Pick up the timeline of car features at the point where it stops.

** PROVIDED PASSAGE follows **

The world now gets to bring its music along for the ride. We probably think more fondly of the 8-track these days — not everyone loved it in the ’60s and ’70s — but it sets the stage for the next important sound addition to autos: The cassette deck.
1969: 3-Speed Automatic Transmission
Automatic transmissions had already been through a number of iterations, marked by a long pause in development during World War II. As the demand for them rose in the 1950s, however, and the ways they worked became simpler and more powerful, the three-speed truly automatic transmission comes into its own. By the end of the ’60s, it’s a standard inclusion in many makes and models. Also, in a small victory for beleaguered mammals, manufacturers stop using whale oil in the transmission fluid.
1970 – Cassette Decks
As Car & Driver points out, the dashboard decks that start to appear at the top of the decade open the door to a two-word phenomenon that’s fuels many a late-night drive: mix tapes.

** End of PROVIDED PASSAGE **
** DATA EXTRACT follows **

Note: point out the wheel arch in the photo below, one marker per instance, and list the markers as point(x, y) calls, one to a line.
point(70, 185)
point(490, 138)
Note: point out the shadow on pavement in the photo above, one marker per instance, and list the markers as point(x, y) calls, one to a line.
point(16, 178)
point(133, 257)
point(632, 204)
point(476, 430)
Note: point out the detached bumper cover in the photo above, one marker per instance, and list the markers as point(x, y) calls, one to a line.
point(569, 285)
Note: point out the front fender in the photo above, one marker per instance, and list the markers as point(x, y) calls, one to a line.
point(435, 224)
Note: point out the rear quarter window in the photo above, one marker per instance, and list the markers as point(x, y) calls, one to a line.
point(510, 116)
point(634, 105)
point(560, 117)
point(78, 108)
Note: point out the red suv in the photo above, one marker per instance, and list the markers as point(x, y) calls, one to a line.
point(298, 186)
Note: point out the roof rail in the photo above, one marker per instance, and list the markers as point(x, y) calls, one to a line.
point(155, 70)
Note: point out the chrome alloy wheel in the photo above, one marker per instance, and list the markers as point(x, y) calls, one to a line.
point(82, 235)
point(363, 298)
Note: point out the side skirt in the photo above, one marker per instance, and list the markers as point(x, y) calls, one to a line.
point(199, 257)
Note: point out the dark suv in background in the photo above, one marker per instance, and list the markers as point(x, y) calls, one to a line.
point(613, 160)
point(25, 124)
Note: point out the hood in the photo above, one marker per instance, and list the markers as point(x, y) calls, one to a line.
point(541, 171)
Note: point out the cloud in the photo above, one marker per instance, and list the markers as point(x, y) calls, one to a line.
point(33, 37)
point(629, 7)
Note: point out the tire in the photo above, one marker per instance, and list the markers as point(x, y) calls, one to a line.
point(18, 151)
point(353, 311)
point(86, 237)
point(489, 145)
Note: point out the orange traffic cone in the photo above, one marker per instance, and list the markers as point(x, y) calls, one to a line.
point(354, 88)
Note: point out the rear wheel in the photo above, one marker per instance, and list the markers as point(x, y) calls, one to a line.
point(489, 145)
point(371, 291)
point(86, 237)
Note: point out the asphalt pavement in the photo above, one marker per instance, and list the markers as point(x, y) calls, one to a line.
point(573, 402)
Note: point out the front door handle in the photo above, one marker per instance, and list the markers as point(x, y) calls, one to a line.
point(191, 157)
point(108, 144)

** End of DATA EXTRACT **

▶ _RESULT OF THIS EXERCISE_
1973 – Catalytic Converter
We could all breath a little easier. The first production catalytic converter is introduced, scrubbing tailpipe emissions and making getting around a somewhat cleaner proposition. Thanks to new federal regulations, adoption of the devices is well underway by the mid ’70s.
1982 – Electronic Fuel Injection
For most of the auto’s history there isn’t a truly standard approach to how the vehicle mixes air and fuel to get the most out of its engines. Lots of iterations, differing results. But sensors and microprocessors change the playing field, starting in the early ’80s, and automotive design begins to set a new baseline for the process.
1984 – Air Bags
There’s a common thread throughout the history of autos. Inventions seldom take root right away, and they happen in numerous ways and places, overlapping. After many tries, by 1984 manufacturers are figuring out cost-effective and safe ways to deploy airbags. They start to become standard features for the first time.
1985 – In-Dash Disc Players
CDs will eventually replace cassettes. Luxury-car makers figure this out early on. The first CD players in cars begin popping up, mid-decade.
1994 – On-Board Diagnostics
On-board computer assisted diagnostics have been a thing for some time, but starting in about ’94, the 16-pin connector that garage mechanics will come to know so well begin to appear more and more frequently under the dash.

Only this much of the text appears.